WHAT IS ASKED → Copy out all of the data below with every "component" changed to "module" and nothing else altered.
"""
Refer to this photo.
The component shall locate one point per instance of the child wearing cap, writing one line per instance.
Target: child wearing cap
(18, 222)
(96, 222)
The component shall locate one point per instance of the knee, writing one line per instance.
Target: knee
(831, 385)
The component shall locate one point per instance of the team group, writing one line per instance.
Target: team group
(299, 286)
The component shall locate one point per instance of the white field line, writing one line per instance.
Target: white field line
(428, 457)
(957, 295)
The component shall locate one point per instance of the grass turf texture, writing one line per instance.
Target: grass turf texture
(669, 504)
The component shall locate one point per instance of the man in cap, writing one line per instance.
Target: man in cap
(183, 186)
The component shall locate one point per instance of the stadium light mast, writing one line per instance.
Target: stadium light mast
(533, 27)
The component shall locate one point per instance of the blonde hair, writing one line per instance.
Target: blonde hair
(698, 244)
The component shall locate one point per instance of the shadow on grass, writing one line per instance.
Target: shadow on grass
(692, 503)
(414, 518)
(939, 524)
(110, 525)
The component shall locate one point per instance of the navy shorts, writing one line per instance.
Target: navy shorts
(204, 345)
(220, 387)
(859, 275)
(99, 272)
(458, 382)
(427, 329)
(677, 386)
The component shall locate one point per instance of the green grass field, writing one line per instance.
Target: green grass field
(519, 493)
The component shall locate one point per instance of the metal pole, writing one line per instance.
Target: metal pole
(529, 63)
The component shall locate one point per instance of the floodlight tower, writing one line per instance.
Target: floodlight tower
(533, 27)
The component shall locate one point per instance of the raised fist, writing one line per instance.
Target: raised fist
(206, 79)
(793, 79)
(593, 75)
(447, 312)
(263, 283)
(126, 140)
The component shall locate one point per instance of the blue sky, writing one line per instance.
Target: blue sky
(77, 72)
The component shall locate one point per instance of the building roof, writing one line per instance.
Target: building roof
"""
RESULT →
Refer to this photo.
The module shall locate one point per instance of the child wearing cap, writing one line per instance.
Target: child wearing cap
(18, 222)
(96, 222)
The module shall locate one point per instance of the knee, writing one line per instance.
Target: knee
(831, 385)
The module shall locate one point per instance of the team group, writing one line per instance.
Target: team group
(299, 286)
The module shall locate one point per instance of the white field line, writing one line per instance.
Target: white field line
(428, 457)
(957, 295)
The module shall locate one point per instance of the grass turf texture, writing one line per instance.
Target: grass turf texture
(669, 504)
The module shall locate one point per instance of the man in cap, writing one line per instance.
Target: man in cap
(183, 186)
The module shall locate one point per instance of the stadium light mast, writing one line per instance.
Target: stadium light mast
(533, 27)
The module shall locate one point per instance of the blonde hair, writing one line per instance.
Target: blonde hair
(698, 244)
The module shall locate one point per instance of the shadow on grass, writing one line per instance.
Target: shadow on grass
(692, 503)
(414, 518)
(939, 524)
(110, 525)
The module shall locate one point per instance of the navy shorts, writing one line per instance.
Target: navy shorts
(204, 345)
(220, 387)
(859, 275)
(99, 272)
(458, 382)
(427, 329)
(677, 386)
The module shall locate one point per instance of the green grass field, writing one line per instance.
Target: green grass field
(519, 493)
The module shall locate one point per instance of the metal pole, writing one line per instance.
Target: metal pole
(529, 63)
The module shall locate one point per instance of the floodlight tower, writing one line per instance.
Target: floodlight tower
(533, 27)
The module shall locate one point per instance of the raised fist, writing one line per instance.
Target: raised fist
(206, 79)
(793, 79)
(593, 75)
(447, 312)
(263, 283)
(126, 140)
The module shall locate one point per instance of the blue sky, writing one line per instance.
Target: blue sky
(77, 72)
The module shall locate one point per instance of the building roof, writing one line per instance.
Target: building roof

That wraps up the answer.